▶ **SELECTED TEXT**:
= = = =

One simple activity took place at a huge sports field. The whole group stood in a line, except for one person who was running towards them with closed eyes, trusting that the others would catch him. When we tried this activity at the beginning, many in the group refused and could not even manage the task at walking pace. But when we repeated it on the last day, each one of them ran into the group without hesitation! It was a heartwarming moment, the best evaluation ever.
What were the challenges?
The biggest challenge was to find a balance in the activities between freedom and structure. Being responsible for a huge group of youngsters meant that we needed to check the legal situation in each country regarding travelling, documentation and so on. As half of our group were leaving their home countries for the first time in their lives, we had to prepare both youngsters and parents as well! In the end we did not have any problems, but that was because we took all of our project preparations very seriously. We organised walks outside the project premises, and supervised areas where they could hang out and play board games in the evening. As other groups and events were present at the resort, they had the chance to show our results to other young people. On one occasion we arranged a talent show, for instance.
Do you have any suggestions for anyone who is considering their first project?
Choose partners you know, and don’t just search for organisations randomly on the internet. It helped a great deal that we knew our partners from previous projects, and we made sure they were involved at every step!
Do you know what impact this youth exchange has had?

= = = =

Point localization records
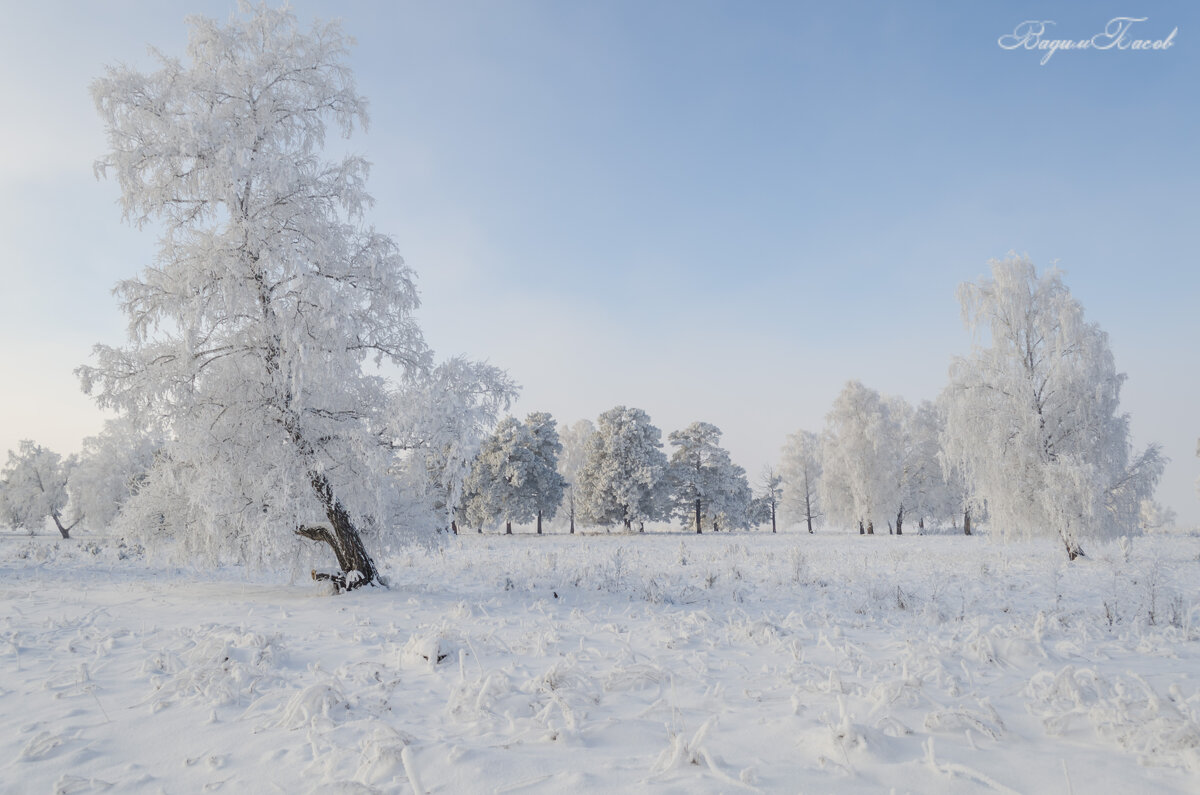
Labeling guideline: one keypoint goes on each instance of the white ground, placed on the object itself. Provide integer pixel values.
(655, 663)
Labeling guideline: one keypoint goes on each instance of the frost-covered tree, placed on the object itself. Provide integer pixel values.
(34, 486)
(249, 334)
(570, 462)
(732, 504)
(705, 482)
(623, 477)
(515, 477)
(443, 417)
(1033, 417)
(862, 459)
(801, 471)
(544, 482)
(496, 486)
(696, 466)
(927, 494)
(111, 468)
(771, 492)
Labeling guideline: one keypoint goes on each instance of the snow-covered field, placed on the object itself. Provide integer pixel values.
(610, 663)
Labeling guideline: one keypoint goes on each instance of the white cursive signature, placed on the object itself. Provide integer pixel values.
(1032, 34)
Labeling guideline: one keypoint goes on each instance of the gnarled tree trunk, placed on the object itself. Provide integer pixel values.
(342, 536)
(65, 531)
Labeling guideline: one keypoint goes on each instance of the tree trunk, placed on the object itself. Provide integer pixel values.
(342, 536)
(1073, 549)
(65, 531)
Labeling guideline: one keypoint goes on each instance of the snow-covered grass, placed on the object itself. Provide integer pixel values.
(610, 663)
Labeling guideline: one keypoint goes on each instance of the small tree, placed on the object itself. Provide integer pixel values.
(249, 334)
(445, 414)
(34, 486)
(111, 468)
(1033, 416)
(575, 450)
(696, 470)
(771, 492)
(862, 459)
(515, 477)
(623, 477)
(802, 477)
(732, 504)
(544, 482)
(496, 489)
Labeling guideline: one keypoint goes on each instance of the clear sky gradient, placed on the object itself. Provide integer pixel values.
(711, 210)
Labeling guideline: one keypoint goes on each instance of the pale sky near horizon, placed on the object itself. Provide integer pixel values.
(711, 210)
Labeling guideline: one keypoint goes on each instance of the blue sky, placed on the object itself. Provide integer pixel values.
(712, 210)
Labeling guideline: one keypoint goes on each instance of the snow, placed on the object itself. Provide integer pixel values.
(665, 662)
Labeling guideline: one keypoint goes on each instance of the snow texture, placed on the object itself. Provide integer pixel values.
(610, 663)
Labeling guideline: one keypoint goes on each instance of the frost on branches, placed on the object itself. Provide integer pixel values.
(570, 462)
(801, 470)
(34, 486)
(442, 419)
(249, 334)
(705, 482)
(1033, 418)
(624, 473)
(515, 477)
(862, 459)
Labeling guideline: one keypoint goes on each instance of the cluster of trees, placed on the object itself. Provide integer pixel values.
(1029, 429)
(612, 473)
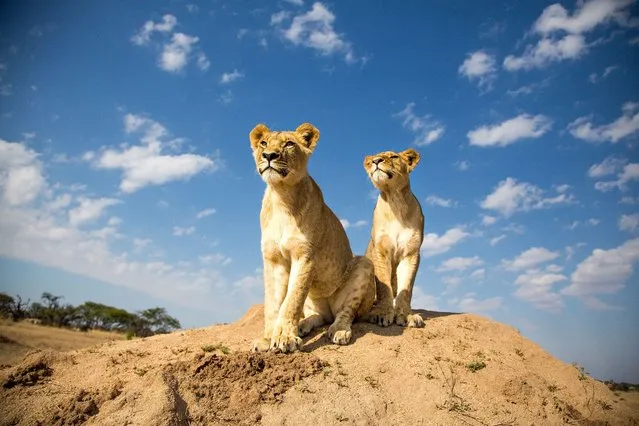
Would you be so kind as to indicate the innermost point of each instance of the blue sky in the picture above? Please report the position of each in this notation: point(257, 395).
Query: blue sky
point(127, 177)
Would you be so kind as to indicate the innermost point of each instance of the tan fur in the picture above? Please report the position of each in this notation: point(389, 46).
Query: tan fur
point(310, 274)
point(396, 237)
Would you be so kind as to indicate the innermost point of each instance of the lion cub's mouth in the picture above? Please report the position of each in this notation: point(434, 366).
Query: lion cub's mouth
point(377, 169)
point(282, 172)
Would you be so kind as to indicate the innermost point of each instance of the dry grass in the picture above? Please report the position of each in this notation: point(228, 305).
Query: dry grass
point(18, 338)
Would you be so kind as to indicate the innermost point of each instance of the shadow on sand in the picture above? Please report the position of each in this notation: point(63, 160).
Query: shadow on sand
point(317, 338)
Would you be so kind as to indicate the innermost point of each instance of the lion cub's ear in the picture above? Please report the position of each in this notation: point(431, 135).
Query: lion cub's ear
point(309, 133)
point(411, 157)
point(257, 134)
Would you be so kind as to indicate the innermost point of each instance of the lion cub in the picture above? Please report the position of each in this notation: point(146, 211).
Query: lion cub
point(396, 237)
point(310, 274)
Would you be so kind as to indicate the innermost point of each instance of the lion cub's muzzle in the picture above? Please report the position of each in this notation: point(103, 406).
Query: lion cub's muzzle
point(271, 159)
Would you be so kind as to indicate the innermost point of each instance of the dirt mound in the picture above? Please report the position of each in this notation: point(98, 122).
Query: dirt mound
point(459, 369)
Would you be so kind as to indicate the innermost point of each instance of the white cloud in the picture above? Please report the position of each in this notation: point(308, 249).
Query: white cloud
point(178, 231)
point(510, 196)
point(535, 286)
point(90, 210)
point(470, 304)
point(229, 77)
point(494, 241)
point(487, 220)
point(588, 15)
point(623, 127)
point(176, 53)
point(215, 258)
point(204, 213)
point(478, 274)
point(629, 173)
point(314, 29)
point(459, 264)
point(21, 174)
point(547, 51)
point(604, 271)
point(479, 66)
point(434, 244)
point(146, 164)
point(594, 78)
point(629, 222)
point(426, 129)
point(610, 165)
point(434, 200)
point(177, 50)
point(556, 19)
point(346, 224)
point(524, 126)
point(462, 166)
point(529, 259)
point(143, 36)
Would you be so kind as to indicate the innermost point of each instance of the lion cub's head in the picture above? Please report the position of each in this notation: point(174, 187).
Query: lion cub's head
point(281, 157)
point(389, 170)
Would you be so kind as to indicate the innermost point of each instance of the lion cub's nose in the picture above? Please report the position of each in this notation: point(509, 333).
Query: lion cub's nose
point(270, 156)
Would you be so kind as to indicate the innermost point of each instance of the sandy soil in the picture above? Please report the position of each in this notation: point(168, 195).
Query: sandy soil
point(459, 369)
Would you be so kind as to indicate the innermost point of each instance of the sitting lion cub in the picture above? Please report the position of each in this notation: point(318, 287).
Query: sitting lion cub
point(309, 269)
point(396, 237)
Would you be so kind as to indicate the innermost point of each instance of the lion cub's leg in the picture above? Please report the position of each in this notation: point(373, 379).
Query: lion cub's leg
point(406, 271)
point(354, 299)
point(276, 276)
point(315, 314)
point(382, 313)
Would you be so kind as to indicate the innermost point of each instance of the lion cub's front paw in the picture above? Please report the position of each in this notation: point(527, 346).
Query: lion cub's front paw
point(339, 334)
point(382, 315)
point(285, 338)
point(403, 318)
point(286, 344)
point(260, 345)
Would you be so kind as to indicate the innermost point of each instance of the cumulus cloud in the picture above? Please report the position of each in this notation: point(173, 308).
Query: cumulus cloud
point(90, 209)
point(529, 259)
point(459, 264)
point(470, 304)
point(604, 271)
point(623, 127)
point(627, 174)
point(143, 36)
point(204, 213)
point(511, 196)
point(481, 67)
point(629, 222)
point(346, 224)
point(555, 19)
point(434, 200)
point(179, 231)
point(21, 173)
point(536, 286)
point(315, 30)
point(147, 163)
point(229, 77)
point(434, 244)
point(524, 126)
point(177, 49)
point(425, 128)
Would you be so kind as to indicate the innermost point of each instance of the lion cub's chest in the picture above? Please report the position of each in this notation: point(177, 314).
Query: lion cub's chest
point(397, 239)
point(281, 238)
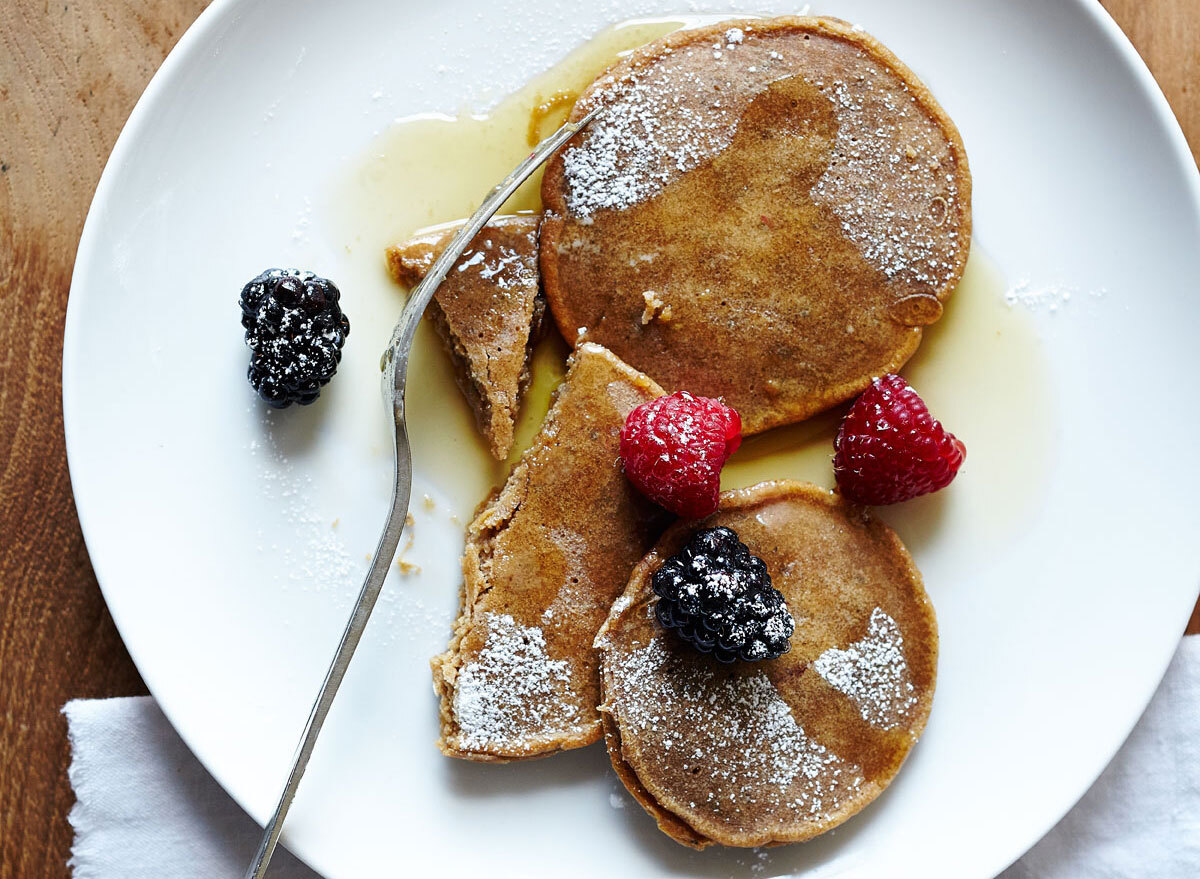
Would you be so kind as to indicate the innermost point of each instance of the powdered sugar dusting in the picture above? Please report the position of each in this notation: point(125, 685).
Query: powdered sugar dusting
point(898, 228)
point(731, 730)
point(513, 691)
point(873, 673)
point(659, 123)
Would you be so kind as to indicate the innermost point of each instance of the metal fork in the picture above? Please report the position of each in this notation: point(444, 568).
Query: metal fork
point(395, 376)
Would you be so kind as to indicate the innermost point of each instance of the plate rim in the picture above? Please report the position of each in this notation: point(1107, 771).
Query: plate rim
point(221, 12)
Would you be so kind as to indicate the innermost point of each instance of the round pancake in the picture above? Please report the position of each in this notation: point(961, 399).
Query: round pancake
point(784, 749)
point(767, 210)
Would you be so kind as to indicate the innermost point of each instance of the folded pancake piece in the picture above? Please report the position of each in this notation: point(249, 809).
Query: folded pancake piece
point(546, 555)
point(487, 312)
point(767, 210)
point(784, 749)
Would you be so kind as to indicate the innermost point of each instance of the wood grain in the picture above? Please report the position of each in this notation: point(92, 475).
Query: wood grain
point(69, 77)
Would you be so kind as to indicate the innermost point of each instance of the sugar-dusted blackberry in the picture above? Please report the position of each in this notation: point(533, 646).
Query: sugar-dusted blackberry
point(295, 330)
point(718, 597)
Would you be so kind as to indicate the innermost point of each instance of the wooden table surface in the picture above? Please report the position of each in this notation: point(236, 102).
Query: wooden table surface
point(70, 75)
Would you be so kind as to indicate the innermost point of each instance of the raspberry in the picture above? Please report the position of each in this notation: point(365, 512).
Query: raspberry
point(295, 330)
point(718, 598)
point(673, 449)
point(889, 448)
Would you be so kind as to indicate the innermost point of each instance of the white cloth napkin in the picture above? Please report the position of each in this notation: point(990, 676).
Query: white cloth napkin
point(145, 808)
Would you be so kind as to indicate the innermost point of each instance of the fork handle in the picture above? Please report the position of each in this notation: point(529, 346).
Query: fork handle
point(395, 368)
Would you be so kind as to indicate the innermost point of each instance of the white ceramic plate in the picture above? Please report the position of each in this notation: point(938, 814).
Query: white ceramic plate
point(211, 527)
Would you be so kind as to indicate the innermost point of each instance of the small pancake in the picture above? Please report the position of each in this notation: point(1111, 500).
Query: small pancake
point(546, 555)
point(487, 312)
point(767, 210)
point(784, 749)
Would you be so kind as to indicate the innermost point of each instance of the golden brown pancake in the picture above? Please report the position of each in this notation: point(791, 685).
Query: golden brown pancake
point(487, 312)
point(784, 749)
point(767, 210)
point(545, 558)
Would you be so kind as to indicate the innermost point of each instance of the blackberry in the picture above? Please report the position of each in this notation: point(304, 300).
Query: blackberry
point(718, 598)
point(295, 330)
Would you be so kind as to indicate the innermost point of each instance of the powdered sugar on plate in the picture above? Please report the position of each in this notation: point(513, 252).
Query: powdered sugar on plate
point(1049, 297)
point(873, 673)
point(511, 691)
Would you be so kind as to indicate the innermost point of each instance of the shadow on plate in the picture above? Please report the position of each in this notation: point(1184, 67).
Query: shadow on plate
point(293, 431)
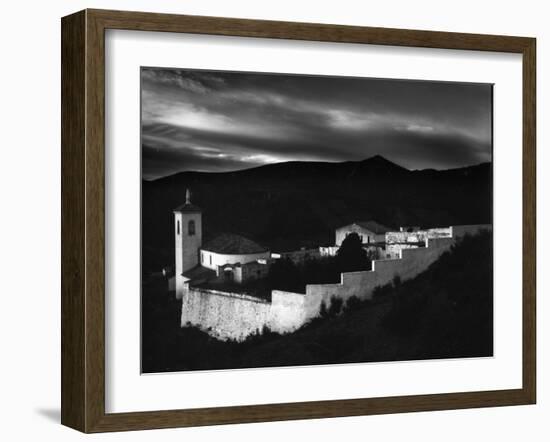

= = = =

▶ **PROBLEM STATEMENT**:
In the youth exchange interview, what was named as the biggest challenge?

▶ **RESULT OF THIS TASK**:
Finding a balance in the activities between freedom and structure.